Challenge: Count the lines in the records below that contain the word "instance". Reply with only that number.

Data for this exercise:
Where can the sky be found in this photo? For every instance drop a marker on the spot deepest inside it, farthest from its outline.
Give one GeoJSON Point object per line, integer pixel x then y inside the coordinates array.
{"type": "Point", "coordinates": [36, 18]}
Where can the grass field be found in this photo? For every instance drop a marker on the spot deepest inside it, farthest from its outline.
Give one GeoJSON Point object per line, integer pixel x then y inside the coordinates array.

==

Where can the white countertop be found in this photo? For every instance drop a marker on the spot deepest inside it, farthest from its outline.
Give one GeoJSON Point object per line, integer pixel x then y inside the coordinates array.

---

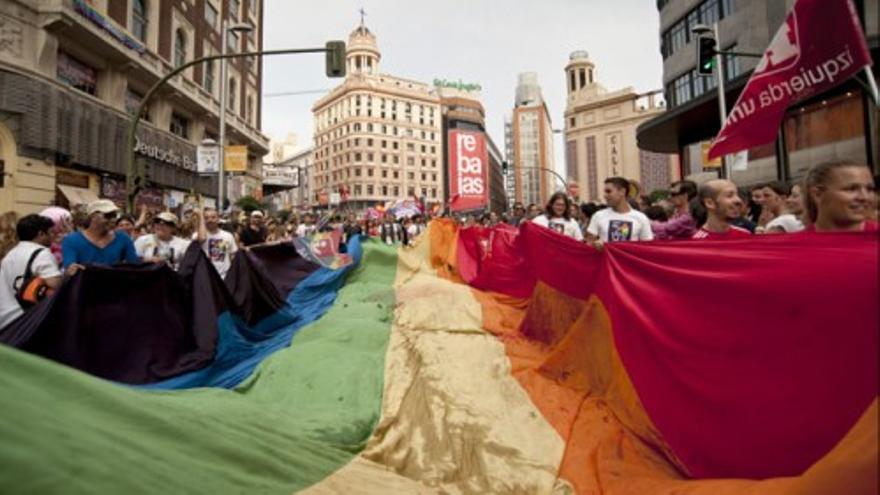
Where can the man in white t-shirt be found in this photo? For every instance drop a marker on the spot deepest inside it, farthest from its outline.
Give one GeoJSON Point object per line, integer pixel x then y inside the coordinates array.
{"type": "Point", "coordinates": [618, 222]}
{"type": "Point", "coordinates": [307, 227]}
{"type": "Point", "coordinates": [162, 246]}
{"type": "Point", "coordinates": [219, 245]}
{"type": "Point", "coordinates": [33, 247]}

Complete answer: 4